**Prompt**.
The entries below are to be written out again without alteration.

**Saved entries**.
■ ■ ■ ■ ■

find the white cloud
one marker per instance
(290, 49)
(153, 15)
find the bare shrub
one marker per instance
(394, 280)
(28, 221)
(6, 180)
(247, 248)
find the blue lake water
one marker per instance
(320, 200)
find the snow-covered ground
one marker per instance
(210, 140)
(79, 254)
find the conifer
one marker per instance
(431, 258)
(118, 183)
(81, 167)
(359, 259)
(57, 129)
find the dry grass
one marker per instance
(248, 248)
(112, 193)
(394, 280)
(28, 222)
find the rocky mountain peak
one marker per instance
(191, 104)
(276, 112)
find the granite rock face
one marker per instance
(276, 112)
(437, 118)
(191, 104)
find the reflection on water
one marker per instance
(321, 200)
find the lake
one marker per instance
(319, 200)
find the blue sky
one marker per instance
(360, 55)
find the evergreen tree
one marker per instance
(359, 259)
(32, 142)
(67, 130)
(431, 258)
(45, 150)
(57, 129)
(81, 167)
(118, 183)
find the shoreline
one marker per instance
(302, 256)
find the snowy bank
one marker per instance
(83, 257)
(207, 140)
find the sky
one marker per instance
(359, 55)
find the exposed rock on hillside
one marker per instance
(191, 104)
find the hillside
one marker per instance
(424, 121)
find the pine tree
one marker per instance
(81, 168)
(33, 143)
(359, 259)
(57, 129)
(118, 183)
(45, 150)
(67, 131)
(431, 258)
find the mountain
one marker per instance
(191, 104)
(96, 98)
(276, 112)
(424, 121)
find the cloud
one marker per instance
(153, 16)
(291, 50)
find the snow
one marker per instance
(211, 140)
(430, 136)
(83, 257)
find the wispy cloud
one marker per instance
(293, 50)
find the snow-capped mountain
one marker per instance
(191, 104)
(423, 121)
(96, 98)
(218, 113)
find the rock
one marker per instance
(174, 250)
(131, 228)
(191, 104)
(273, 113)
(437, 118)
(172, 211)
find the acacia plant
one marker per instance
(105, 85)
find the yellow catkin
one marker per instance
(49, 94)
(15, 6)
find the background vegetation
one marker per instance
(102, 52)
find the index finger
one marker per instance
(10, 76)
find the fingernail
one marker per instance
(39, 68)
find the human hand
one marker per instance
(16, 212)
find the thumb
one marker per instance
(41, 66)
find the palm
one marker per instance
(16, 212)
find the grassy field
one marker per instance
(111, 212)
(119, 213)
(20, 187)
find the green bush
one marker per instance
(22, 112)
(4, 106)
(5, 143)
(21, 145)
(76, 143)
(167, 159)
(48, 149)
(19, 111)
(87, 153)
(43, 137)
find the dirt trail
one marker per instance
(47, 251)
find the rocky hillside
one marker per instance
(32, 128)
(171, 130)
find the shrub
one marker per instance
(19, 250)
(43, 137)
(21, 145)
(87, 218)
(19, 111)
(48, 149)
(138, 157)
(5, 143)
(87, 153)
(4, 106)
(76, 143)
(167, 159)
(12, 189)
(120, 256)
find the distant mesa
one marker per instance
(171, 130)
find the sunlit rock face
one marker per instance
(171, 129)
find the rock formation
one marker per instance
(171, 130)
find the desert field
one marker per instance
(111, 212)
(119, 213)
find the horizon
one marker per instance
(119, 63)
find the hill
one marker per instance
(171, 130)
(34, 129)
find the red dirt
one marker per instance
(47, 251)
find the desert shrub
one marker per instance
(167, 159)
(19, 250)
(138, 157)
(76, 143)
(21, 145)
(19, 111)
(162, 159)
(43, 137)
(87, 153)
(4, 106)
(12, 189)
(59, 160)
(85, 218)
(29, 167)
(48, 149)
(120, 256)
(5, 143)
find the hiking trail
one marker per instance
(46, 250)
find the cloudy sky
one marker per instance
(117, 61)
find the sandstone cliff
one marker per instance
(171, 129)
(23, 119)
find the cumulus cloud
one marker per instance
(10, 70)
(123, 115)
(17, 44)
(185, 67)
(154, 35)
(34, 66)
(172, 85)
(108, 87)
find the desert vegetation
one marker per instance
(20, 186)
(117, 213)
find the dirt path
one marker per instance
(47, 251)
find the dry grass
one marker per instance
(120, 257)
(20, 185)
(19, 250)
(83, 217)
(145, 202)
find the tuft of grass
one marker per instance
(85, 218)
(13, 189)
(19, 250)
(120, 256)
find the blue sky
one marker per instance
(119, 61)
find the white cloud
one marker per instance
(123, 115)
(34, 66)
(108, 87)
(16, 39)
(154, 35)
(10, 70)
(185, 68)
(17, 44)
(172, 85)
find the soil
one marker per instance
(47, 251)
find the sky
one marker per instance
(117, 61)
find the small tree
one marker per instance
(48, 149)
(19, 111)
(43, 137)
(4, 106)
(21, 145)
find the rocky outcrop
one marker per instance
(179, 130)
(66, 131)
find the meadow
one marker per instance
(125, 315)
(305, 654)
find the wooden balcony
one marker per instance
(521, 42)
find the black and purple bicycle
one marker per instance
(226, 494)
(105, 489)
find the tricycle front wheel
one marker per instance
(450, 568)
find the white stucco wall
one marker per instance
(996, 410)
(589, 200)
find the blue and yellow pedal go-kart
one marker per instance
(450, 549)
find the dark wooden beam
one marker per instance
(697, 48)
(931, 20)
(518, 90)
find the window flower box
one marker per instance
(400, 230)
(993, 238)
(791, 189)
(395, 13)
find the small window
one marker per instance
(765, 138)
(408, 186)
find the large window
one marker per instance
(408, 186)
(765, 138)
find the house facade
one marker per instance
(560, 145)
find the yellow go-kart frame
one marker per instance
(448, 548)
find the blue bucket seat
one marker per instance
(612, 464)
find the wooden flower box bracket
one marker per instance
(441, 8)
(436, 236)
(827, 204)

■ ■ ■ ■ ■

**Output of the exercise**.
find the white cloud
one marker per instance
(290, 49)
(153, 15)
find the bare shrub
one marker per instance
(394, 280)
(28, 221)
(6, 180)
(247, 248)
find the blue lake water
one marker per instance
(320, 200)
find the snow-covered ground
one marker per instance
(210, 140)
(79, 254)
find the conifer
one marker per instance
(431, 258)
(118, 183)
(81, 167)
(359, 259)
(57, 129)
find the dry grass
one marker per instance
(248, 248)
(112, 193)
(394, 280)
(28, 222)
find the rocky mountain peak
one marker per instance
(191, 104)
(276, 112)
find the granite rock face
one marker per instance
(276, 112)
(437, 118)
(191, 104)
find the reflection on water
one marker per instance
(321, 200)
find the lake
one marker per instance
(319, 200)
find the blue sky
one marker per instance
(360, 55)
find the evergreen tree
one marker per instance
(359, 259)
(32, 142)
(67, 130)
(431, 258)
(45, 150)
(57, 129)
(81, 167)
(118, 183)
find the shoreline
one marker per instance
(302, 256)
find the snowy bank
one marker per instance
(83, 257)
(207, 140)
find the sky
one marker per instance
(359, 55)
find the exposed rock on hillside
one marker per instance
(191, 104)
find the hillside
one marker per instance
(424, 121)
find the pine tree
one marker per instance
(81, 168)
(33, 143)
(359, 259)
(57, 129)
(118, 183)
(45, 150)
(67, 131)
(431, 258)
find the mountain
one marker per instance
(191, 104)
(96, 98)
(276, 112)
(424, 121)
find the cloud
one marker per instance
(153, 16)
(291, 50)
find the snow
one marker per instance
(211, 140)
(430, 136)
(83, 257)
find the wispy cloud
one marker per instance
(293, 50)
find the snow-capped mountain
one marker per instance
(191, 104)
(423, 121)
(96, 98)
(218, 113)
find the rock
one marker per instance
(174, 250)
(131, 228)
(191, 104)
(273, 113)
(437, 118)
(172, 211)
find the acacia plant
one marker per instance
(105, 85)
find the yellow catkin
one marker per instance
(49, 94)
(15, 6)
find the background vegetation
one marker per instance
(102, 52)
find the index finger
one marker per instance
(10, 76)
find the fingernail
one marker per instance
(39, 68)
find the human hand
one marker per instance
(16, 212)
find the thumb
one marker per instance
(41, 66)
find the palm
one marker per instance
(16, 212)
find the grassy field
one marker per instance
(111, 212)
(119, 213)
(20, 187)
find the green bush
one marker per instance
(22, 112)
(4, 106)
(5, 143)
(21, 145)
(76, 143)
(167, 159)
(48, 149)
(19, 111)
(87, 153)
(43, 137)
find the dirt trail
one marker per instance
(47, 251)
find the rocky hillside
one marker per instance
(32, 128)
(171, 130)
find the shrub
one marker per instance
(19, 250)
(43, 137)
(21, 145)
(87, 218)
(19, 111)
(48, 149)
(138, 157)
(5, 143)
(87, 153)
(4, 106)
(76, 143)
(167, 159)
(12, 189)
(120, 256)
find the distant mesa
one marker per instance
(171, 130)
find the sunlit rock face
one marker per instance
(171, 129)
find the rock formation
one marker per instance
(171, 130)
find the desert field
one marker per instance
(111, 212)
(119, 213)
find the horizon
one marker per instance
(119, 63)
find the hill
one marker per instance
(171, 130)
(34, 129)
find the red dirt
one marker per instance
(47, 251)
find the desert shrub
one marker per instance
(167, 159)
(19, 250)
(138, 157)
(76, 143)
(21, 145)
(19, 111)
(162, 159)
(43, 137)
(87, 153)
(4, 106)
(12, 189)
(59, 160)
(85, 218)
(29, 167)
(48, 149)
(120, 256)
(5, 143)
find the hiking trail
one marker per instance
(46, 250)
find the cloudy sky
one marker per instance
(117, 61)
find the sandstone cliff
one marker per instance
(171, 129)
(23, 119)
find the cumulus cloud
one marker per instance
(10, 70)
(123, 115)
(17, 44)
(185, 67)
(154, 35)
(34, 66)
(172, 85)
(108, 87)
find the desert vegetation
one marker per instance
(20, 186)
(117, 213)
find the dirt path
one marker per instance
(47, 251)
find the dry grass
one marker per instance
(120, 257)
(20, 185)
(19, 250)
(83, 217)
(145, 202)
find the tuft of grass
one marker per instance
(85, 218)
(13, 189)
(19, 250)
(120, 256)
find the blue sky
one marker per instance
(119, 61)
find the white cloud
one marker per instance
(123, 115)
(34, 66)
(108, 87)
(16, 39)
(154, 35)
(10, 70)
(185, 68)
(17, 44)
(172, 85)
find the soil
one marker per instance
(47, 251)
find the sky
one marker per instance
(117, 61)
find the small tree
one marker per instance
(48, 149)
(19, 111)
(43, 137)
(4, 106)
(21, 145)
find the rocky outcrop
one marker per instance
(179, 130)
(66, 131)
find the meadow
one marker per instance
(125, 315)
(305, 654)
find the wooden balcony
one marker per instance
(521, 42)
find the black and purple bicycle
one marker per instance
(226, 494)
(105, 489)
find the tricycle front wheel
one marker per instance
(450, 568)
find the white stucco wall
one marker per instance
(996, 410)
(589, 200)
find the blue and yellow pedal go-kart
one marker per instance
(450, 549)
find the dark wooden beam
one marker per instance
(697, 48)
(931, 20)
(518, 90)
find the window flower box
one marker per instance
(400, 230)
(993, 238)
(791, 189)
(395, 13)
find the small window
one marker per instance
(765, 138)
(408, 186)
find the large window
one marker per instance
(408, 186)
(765, 138)
find the house facade
one marker per instance
(560, 145)
find the yellow go-kart frame
one marker per instance
(448, 548)
find the blue bucket seat
one marker per instance
(612, 464)
find the wooden flower box bracket
one marker per instance
(441, 8)
(436, 236)
(827, 204)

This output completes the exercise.